Records from a point annotation dataset
============

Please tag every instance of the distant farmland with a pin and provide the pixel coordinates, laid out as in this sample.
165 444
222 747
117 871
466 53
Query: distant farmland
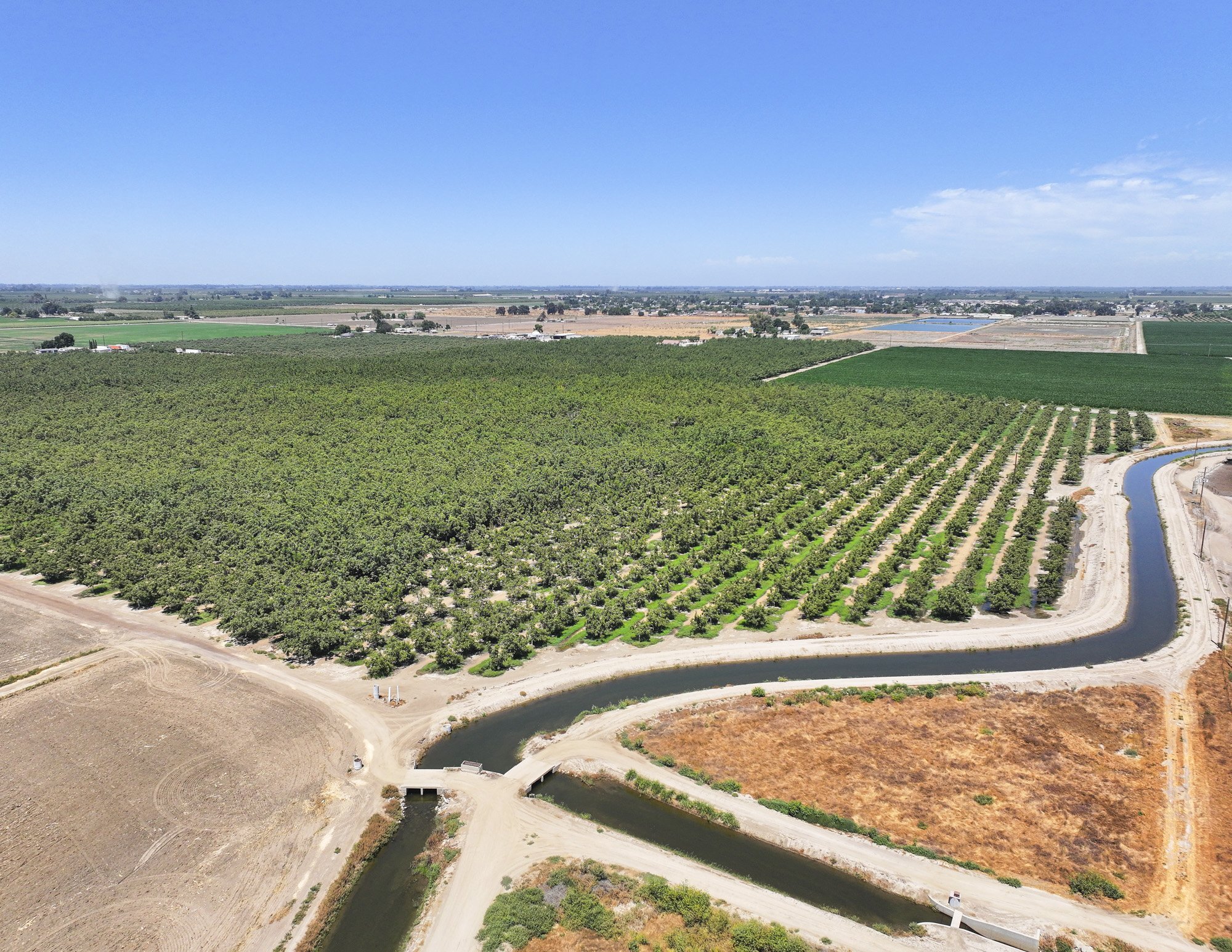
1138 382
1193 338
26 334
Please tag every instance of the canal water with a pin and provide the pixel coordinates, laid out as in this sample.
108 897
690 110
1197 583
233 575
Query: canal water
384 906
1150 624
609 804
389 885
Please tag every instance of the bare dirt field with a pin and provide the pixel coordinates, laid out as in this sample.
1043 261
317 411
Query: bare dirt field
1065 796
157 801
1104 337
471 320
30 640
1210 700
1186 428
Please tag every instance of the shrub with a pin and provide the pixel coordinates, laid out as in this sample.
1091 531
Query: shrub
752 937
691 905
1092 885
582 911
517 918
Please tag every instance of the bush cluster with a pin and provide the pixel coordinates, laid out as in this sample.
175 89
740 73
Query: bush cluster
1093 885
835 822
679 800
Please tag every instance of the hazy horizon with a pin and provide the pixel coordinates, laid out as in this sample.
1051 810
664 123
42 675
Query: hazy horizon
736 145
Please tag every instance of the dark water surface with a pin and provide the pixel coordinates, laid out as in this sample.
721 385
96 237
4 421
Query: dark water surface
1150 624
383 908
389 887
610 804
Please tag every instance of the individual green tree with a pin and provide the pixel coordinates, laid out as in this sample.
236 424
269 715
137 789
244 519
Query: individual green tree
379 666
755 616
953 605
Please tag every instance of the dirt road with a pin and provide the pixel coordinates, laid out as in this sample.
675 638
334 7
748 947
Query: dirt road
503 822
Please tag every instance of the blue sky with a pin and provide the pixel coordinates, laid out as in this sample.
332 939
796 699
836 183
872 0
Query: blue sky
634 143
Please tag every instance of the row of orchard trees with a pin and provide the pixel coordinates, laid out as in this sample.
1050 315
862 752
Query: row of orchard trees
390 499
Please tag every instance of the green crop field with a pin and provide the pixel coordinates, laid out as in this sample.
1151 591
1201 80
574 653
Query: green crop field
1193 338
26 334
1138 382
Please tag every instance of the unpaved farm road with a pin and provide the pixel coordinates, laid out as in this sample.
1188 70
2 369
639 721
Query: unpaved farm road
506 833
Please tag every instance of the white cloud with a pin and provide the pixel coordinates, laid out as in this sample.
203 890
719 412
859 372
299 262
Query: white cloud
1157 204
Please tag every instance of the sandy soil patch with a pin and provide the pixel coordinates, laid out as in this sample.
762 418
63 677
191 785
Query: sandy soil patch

============

Directive> Reproduce all of the lines above word for word, leaving out the pictures.

Exercise solution>
Please tag every instance of the distant farmland with a pin and provide the pixel coordinates, laid out as in this sample.
165 444
222 747
117 871
466 53
Query: distant farmland
1138 382
1193 338
26 334
Please tag every instance of the canal water with a pin and provide the pixel coordinates, laid out as in this sample.
108 897
690 110
1197 583
233 575
Query: canal water
384 906
1150 624
609 804
389 885
Please tag every instance of the bare dirt field with a pin and provide the pixel coordinates, laid out as in this sample.
1043 261
317 411
Query: bare dirt field
1065 796
157 801
1104 337
471 320
30 640
1210 700
1186 428
Please tag every instance of the shrub with a pin and provide the pixel coordinates, laid out as in this sample.
1091 531
Query: shrub
752 937
691 905
1092 885
582 911
517 918
Please tag every instance of the bush cluster with a pin and provide the pixel coordinates, laid out as in this sample.
175 89
740 73
Query: bush cluster
1093 885
835 822
679 800
Please tag every instance of the hazy horizon with a pin and provide the pixel coordinates, laid out as in this sample.
1051 810
664 123
42 675
Query: hazy horizon
736 145
Please tag every instance of the dark water surface with a pin and provide the pixel coordinates, laid out as in this sample.
721 385
96 237
4 421
Query: dark water surface
1150 624
383 908
389 887
610 804
Please tag every instance of the individual green tree with a pin and provide the pixel coordinates, laid out as in this sample.
236 424
269 715
137 789
244 519
Query: individual green tree
379 666
755 616
953 605
Please tag every instance of the dirt road with a pin and provide the pixel coordinates, laid out as in this sample.
675 638
334 7
748 947
Query: dirt road
503 822
Please tag every instance of the blue sky with a pin and provide the pixel coordinates, laid out as in this sample.
332 939
796 699
836 183
872 0
Query: blue sky
634 143
Please tag every instance of the row of orchard trees with a pin and provide the pixel coordinates, laid out as in this sample.
1050 315
862 752
Query: row of orchard trees
390 499
Please tag every instance of the green crop field with a pin and provide the pixel coordinates, laid out as in this sample.
1151 591
1201 80
574 653
Query: green crop field
1193 338
26 334
1138 382
Please tag every instance of the unpaved farm road with a pin and provide the pixel coordinates, laid out as in this sample.
1188 70
2 369
639 721
Query: unpaved farm road
506 833
Please tag every instance of the white cloud with a pin and provide the pixel coordinates, laid out as in this sample.
203 890
719 412
859 372
299 262
Query: white cloud
1157 204
Please tag every instance of the sandy soil patch with a pin and provide the pixel coordinates, laid out as in this sample.
762 418
63 677
191 785
Query: sandy soil patch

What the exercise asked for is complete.